EXERCISE TEXT:
•••

The Reading (and Watching) Dead
If you are a fan of AMC’s “The Walking Dead,”
you know that the big mid-season finale has come and gone and now we have to
wait until February 2014 to get our zombie fix.
That is a long time to be zombie-less, but as my co-worker Karen said,
“You cannot have zombies for the holidays!”
And so I thought too, but February is a long way off and I cannot stay
brain-dead that long so how about a few zombie books and films to tide us over
till the return of The Walking Dead?
Patient Zero by John Maberry is a novel that appears on a number of “best
zombie novel” lists. It is the first in
a series of books that feature Baltimore detective Joe Ledger. Ledger is recruited by the U.S. Government to
join the Department of Military Science and charged with stopping a terrorist
group from spreading a bio toxin that causes people to die then re-animate as –
wait for it – zombies, bent on attacking and infecting more people. Maberry is
also a writer for comic books so you know there will be action!
Also appearing on “best of” lists is World War Z: An Oral History of the Zombie War by Max Brooks, a novel presented as a series of reports and interviews commissioned by the United Nations and conducted by Brooks ten years after The Zombie War. The war was caused by a zombie plague sweeping across the world. This book was the basis for the Brad Pitt movie of the same name which changed the story to a more linear narrative story following U.N. employee Gerry Lane (Pitt) as he battles zombies in an effort to find out how the zombie outbreak occurred and how to stop it.

•••

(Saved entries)
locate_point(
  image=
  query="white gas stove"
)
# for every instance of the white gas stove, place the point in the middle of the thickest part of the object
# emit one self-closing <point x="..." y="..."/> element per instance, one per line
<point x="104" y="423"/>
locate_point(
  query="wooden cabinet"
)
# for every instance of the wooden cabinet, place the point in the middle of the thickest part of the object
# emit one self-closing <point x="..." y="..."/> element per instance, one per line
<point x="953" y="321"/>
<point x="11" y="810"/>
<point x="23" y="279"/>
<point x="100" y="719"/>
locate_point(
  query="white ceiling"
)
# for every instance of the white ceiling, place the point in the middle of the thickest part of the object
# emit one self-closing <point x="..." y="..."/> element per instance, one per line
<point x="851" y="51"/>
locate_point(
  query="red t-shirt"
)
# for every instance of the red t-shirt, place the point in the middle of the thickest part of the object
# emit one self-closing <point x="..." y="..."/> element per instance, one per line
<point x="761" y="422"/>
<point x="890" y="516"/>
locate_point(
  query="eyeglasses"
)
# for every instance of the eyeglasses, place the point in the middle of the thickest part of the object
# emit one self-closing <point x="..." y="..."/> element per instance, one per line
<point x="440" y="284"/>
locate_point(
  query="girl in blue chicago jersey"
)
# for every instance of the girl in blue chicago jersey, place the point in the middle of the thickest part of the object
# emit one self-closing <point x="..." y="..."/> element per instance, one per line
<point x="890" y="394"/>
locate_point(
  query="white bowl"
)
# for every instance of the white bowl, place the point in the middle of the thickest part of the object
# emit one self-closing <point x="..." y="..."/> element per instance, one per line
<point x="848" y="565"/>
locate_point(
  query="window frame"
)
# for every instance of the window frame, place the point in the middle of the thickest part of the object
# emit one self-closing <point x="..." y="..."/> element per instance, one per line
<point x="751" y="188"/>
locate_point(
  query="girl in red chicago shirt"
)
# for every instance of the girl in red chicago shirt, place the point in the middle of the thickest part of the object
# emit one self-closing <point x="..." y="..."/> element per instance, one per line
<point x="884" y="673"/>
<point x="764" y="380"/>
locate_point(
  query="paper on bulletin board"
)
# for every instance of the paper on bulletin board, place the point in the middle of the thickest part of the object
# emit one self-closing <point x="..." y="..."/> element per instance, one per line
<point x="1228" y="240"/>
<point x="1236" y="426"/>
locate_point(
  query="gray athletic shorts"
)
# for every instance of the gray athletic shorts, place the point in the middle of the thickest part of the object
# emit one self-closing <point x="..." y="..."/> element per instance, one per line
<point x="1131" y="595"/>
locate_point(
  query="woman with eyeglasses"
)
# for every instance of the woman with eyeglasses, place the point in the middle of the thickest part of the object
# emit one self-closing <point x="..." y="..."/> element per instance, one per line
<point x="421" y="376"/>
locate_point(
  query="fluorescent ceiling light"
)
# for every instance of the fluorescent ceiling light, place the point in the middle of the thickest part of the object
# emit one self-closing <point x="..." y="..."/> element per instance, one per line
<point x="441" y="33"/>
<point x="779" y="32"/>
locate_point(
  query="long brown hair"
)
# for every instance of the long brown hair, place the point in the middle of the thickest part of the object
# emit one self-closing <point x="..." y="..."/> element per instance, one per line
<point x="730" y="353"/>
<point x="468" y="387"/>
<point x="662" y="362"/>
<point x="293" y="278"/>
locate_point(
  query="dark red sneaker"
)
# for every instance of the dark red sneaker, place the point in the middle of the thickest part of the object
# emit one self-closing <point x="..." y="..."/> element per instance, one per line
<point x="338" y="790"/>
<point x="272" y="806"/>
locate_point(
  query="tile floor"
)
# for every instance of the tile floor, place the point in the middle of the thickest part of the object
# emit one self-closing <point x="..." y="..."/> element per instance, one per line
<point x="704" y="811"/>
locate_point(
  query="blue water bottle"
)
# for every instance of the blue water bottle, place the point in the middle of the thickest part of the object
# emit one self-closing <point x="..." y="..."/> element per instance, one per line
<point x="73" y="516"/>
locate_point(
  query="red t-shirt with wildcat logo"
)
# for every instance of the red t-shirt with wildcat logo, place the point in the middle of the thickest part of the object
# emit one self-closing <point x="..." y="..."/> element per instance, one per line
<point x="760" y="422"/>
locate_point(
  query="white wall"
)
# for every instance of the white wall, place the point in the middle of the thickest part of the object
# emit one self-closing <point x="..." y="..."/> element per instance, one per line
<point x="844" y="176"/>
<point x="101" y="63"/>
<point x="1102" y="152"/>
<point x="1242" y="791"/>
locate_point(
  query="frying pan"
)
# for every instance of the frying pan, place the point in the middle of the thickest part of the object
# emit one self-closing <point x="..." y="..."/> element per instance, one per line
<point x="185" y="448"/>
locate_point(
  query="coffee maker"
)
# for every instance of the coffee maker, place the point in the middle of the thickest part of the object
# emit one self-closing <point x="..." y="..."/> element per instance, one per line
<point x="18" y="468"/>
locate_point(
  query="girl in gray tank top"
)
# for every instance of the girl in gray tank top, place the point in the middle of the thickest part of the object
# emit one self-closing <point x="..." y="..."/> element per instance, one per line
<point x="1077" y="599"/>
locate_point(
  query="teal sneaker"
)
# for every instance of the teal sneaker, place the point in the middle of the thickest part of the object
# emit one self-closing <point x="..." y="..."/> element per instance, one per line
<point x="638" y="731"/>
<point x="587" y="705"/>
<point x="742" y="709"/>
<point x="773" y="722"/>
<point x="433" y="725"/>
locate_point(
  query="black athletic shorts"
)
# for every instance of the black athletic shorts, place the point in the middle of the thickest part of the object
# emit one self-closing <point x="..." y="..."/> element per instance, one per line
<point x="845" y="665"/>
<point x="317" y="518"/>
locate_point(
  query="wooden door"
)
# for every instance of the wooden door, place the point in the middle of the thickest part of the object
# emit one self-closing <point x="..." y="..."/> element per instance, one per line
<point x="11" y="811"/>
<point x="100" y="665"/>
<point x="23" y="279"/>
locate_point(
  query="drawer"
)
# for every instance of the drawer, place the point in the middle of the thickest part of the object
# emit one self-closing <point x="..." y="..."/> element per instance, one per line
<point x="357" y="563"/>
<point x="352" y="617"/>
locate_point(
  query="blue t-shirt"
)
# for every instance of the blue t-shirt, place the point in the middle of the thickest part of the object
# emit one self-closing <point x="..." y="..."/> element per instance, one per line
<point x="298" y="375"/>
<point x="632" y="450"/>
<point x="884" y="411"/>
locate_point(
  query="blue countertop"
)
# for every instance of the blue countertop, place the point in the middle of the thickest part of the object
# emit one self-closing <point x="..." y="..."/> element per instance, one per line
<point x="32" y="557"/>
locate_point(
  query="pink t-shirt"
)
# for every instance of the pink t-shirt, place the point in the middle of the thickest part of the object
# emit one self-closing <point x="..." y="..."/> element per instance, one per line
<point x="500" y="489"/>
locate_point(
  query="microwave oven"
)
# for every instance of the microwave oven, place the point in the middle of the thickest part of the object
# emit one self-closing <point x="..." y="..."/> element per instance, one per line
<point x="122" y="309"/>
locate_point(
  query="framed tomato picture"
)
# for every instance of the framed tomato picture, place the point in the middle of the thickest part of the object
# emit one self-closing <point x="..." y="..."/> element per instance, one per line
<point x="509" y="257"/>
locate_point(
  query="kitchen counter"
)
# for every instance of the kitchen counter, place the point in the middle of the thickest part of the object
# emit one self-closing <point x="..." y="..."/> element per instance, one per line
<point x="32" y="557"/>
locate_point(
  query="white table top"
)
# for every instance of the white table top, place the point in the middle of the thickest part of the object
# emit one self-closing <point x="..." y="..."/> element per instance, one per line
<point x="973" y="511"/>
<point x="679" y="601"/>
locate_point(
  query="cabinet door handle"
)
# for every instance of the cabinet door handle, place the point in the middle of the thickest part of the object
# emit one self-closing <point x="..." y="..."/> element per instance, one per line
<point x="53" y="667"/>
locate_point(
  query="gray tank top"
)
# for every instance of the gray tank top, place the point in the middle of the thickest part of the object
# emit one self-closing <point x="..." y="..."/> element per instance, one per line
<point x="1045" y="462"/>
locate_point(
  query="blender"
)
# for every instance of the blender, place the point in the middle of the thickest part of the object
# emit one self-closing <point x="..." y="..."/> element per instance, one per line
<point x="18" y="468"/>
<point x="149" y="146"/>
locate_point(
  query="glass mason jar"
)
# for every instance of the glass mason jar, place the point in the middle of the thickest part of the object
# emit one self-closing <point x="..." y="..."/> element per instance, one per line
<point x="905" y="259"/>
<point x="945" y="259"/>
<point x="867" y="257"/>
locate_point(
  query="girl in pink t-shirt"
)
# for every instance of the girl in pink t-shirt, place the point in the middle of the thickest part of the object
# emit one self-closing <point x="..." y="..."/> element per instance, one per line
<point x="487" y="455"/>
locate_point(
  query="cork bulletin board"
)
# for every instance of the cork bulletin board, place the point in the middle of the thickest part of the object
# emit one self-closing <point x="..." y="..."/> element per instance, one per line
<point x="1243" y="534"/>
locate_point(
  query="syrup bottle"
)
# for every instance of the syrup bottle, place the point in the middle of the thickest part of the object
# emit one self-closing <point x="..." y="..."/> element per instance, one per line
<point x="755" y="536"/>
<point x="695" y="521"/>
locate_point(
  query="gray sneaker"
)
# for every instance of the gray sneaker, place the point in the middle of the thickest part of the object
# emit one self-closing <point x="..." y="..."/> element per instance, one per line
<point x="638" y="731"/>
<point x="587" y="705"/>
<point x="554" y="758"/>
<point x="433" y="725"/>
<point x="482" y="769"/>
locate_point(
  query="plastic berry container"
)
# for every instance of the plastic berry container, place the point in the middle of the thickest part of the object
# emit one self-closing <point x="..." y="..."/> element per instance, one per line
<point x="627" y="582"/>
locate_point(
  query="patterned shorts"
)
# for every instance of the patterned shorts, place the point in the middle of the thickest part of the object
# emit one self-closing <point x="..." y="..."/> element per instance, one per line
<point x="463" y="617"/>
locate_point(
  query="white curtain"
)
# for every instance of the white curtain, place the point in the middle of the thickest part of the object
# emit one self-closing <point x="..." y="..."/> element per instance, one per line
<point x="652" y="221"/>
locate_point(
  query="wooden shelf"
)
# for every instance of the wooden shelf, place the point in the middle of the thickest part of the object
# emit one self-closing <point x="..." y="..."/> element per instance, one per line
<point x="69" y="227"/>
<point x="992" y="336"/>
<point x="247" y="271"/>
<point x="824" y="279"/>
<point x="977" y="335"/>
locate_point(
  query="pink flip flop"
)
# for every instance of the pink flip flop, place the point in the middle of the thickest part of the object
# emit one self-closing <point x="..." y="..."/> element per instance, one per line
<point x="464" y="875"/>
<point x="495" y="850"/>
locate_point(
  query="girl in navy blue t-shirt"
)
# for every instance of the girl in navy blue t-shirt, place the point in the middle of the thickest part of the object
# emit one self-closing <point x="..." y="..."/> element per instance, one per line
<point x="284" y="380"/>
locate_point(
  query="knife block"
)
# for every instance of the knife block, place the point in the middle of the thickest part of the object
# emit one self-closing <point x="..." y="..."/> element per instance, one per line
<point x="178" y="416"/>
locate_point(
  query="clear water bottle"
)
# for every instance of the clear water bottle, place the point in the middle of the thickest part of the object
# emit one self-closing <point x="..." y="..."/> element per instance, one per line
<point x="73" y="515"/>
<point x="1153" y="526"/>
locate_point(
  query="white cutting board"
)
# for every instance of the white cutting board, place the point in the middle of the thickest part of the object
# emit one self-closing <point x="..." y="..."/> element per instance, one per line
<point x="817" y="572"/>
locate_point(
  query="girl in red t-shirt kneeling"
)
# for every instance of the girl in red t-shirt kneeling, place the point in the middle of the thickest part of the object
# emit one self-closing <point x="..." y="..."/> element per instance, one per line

•••

WORK TO COMPLETE: Using the article on zombie books and films, explain in one to three sentences why the writer expects Patient Zero to be full of action.

SOLVED PROBLEM: The writer expects action because the novel's author, Maberry, is also a writer for comic books. The article treats that background as the reason readers can count on action.